Task details:
Reproduce the data below, swapping every "bounding box" for "enclosing rectangle" and leaving everything else unchanged.

-- BEGIN Records --

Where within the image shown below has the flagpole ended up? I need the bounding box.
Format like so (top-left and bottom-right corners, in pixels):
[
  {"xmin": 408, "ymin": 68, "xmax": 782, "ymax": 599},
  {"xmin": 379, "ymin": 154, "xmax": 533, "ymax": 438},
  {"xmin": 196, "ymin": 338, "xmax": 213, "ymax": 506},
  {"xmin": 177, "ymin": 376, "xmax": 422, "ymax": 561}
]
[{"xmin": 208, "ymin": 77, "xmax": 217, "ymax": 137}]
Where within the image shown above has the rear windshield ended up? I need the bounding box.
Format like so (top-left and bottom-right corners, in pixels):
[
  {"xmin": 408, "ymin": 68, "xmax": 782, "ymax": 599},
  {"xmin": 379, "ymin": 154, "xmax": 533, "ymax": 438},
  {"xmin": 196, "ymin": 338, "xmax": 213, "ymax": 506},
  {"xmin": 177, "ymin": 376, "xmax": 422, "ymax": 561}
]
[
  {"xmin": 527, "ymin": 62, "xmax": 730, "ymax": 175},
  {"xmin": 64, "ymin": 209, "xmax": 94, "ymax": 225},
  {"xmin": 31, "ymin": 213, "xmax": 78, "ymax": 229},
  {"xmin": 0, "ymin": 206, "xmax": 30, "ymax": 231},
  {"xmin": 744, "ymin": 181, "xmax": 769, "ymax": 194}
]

-- END Records --

Output for this task:
Where within the image shown below has the flagpole ended up? I need the enclosing rectangle.
Format like so (top-left and bottom-right corners, in pixels):
[
  {"xmin": 408, "ymin": 68, "xmax": 782, "ymax": 599},
  {"xmin": 379, "ymin": 154, "xmax": 533, "ymax": 438},
  {"xmin": 196, "ymin": 338, "xmax": 213, "ymax": 506},
  {"xmin": 177, "ymin": 376, "xmax": 422, "ymax": 561}
]
[{"xmin": 208, "ymin": 77, "xmax": 217, "ymax": 137}]
Where within the image shown above has the rear windshield ended up? I need the enclosing rectangle.
Format like so (top-left and bottom-right corners, in pixels):
[
  {"xmin": 408, "ymin": 68, "xmax": 782, "ymax": 599},
  {"xmin": 379, "ymin": 154, "xmax": 533, "ymax": 438},
  {"xmin": 196, "ymin": 338, "xmax": 213, "ymax": 506},
  {"xmin": 177, "ymin": 376, "xmax": 422, "ymax": 561}
]
[
  {"xmin": 527, "ymin": 62, "xmax": 730, "ymax": 175},
  {"xmin": 64, "ymin": 209, "xmax": 94, "ymax": 225},
  {"xmin": 31, "ymin": 213, "xmax": 78, "ymax": 229},
  {"xmin": 0, "ymin": 206, "xmax": 30, "ymax": 231},
  {"xmin": 744, "ymin": 181, "xmax": 769, "ymax": 194}
]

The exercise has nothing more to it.